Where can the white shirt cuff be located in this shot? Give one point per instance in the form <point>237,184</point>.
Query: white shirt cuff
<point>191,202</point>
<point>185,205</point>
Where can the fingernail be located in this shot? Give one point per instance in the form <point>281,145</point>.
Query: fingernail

* * *

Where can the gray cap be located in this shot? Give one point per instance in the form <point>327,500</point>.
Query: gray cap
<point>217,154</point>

# [WHAT THIS TASK INVOLVES]
Everything above from the line containing "Where can the white" down to the line containing "Query: fingernail" should be copied exactly, both end lines included, and nothing else.

# [TASK SOLUTION]
Where can the white shirt cuff be located in this shot? Give one point per instance in the form <point>237,184</point>.
Query: white shirt cuff
<point>191,202</point>
<point>185,205</point>
Where can the fingernail be located in this shot? Give one point per instance in the form <point>281,145</point>.
Query: fingernail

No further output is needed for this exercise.